SUPPLIED PASSAGE
====

[extropy-chat] Darwinian dynamics unlikely to apply to superintelligence

Eliezer S. Yudkowsky sentience at pobox.com
Mon Jan 5 02:30:27 UTC 2004


Robin Hanson wrote:
> 
> Let's see, if there are lots of "SIs" that pop up from ancestral 
> civilizations, we might expect variation and selection among them.  You
> seem to be arguing that there won't be enough of them varying enough 
> over time for this to happen much, at least within the posited class of
> SIs that are maximally capable and quickly grab all the resources they
> can, until they run into a (by assumption equally capable) neighbor,
> at which point they make peace with that neighbor.  If so, the
> distribution of what happens at various places in the future would be
> largely determined by the distribution of preferences that SIs begin
> with.

Yup.

> It seems to me that your key assumption is one of very cheap defense - 
> once one SI has grabbed some resources you seem to posit that there is 
> little point in some other SI, or even a large coalition of them,
> trying to take it from him.

I agree that this is a key assumption.  However, the assumption can fail 
and still bar natural selection, if there is little variation in 
preferences or little variation in resource-grabbing capacity or little 
correlation between the two.  Since I suspect that intelligence would use 
up almost all the potential variation before what we ordinarily think of 
as heritable capacities had the chance to operate, natural selection would 
not automatically follow even if there were frequent combats.

> Given this, I suppose the rest of your
> scenario might plausibly follow, but I'm not sure why you believe this
> assumption.

====

LISTED ENTRIES
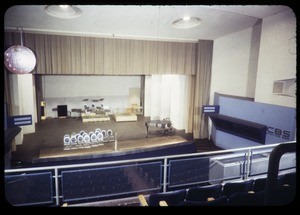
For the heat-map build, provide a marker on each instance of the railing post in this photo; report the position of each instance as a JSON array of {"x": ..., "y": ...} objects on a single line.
[
  {"x": 248, "y": 164},
  {"x": 116, "y": 142},
  {"x": 56, "y": 186},
  {"x": 165, "y": 175}
]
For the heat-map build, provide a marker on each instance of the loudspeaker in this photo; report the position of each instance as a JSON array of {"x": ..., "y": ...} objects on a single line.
[
  {"x": 62, "y": 110},
  {"x": 43, "y": 111}
]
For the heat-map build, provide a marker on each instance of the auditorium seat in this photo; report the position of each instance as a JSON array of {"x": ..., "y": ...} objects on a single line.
[
  {"x": 172, "y": 198},
  {"x": 220, "y": 201},
  {"x": 290, "y": 179},
  {"x": 237, "y": 187},
  {"x": 247, "y": 199},
  {"x": 202, "y": 193},
  {"x": 259, "y": 184}
]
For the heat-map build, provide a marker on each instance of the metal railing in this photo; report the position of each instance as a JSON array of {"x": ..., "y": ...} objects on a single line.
[{"x": 102, "y": 180}]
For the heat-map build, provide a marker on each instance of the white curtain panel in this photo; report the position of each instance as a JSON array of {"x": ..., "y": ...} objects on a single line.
[{"x": 166, "y": 96}]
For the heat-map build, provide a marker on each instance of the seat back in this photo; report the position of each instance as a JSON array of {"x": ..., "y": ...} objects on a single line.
[
  {"x": 237, "y": 187},
  {"x": 259, "y": 184},
  {"x": 171, "y": 198},
  {"x": 247, "y": 199},
  {"x": 202, "y": 193},
  {"x": 221, "y": 201}
]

====

SET EXERCISE A
In the post on Darwinian dynamics and superintelligence, what does Robin Hanson identify as the key assumption in Yudkowsky's argument?
SET EXERCISE B
Carry the post on Darwinian dynamics and superintelligence onward from its final line.
The data can be left aside here.

REPLY A
Very cheap defense: once one SI has grabbed some resources, there is little point in another SI, or even a large coalition of them, trying to take those resources away.

REPLY B
I tend to suspect that between two similar intelligent agents, combat will 
be too uncertain to be worthwhile, will consume fixed resources, and will 
produce negative externalities relative to surrounding agents.  Let us 
assume that loss aversion (not just in the modern human psychological 
sense of aversion to losses as such, but in the sense of loss aversion 
emergent in diminishing marginal utility) does not apply, so that a 50/50 
chance of winning - which goes along with the argument of intelligent 
optimization using up variation - does not automatically rule out combat.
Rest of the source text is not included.